ZU ERLEDIGENDE AUFGABE: Gib alle Zeilen der folgenden Einträge samt Anweisungen erneut aus. Multipliziere dabei jede Koordinate in den Antworten mit 1,4 und runde auf ganze Zahlen, wobei Hälften aufgerundet werden.

EINTRÄGE DIESER ÜBUNG:
# # # #

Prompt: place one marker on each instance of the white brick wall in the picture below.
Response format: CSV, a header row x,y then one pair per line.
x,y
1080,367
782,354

# # # #

ERGEBNIS DER AUFGABE:
Prompt: place one marker on each instance of the white brick wall in the picture below.
Response format: CSV, a header row x,y then one pair per line.
x,y
1512,514
1095,496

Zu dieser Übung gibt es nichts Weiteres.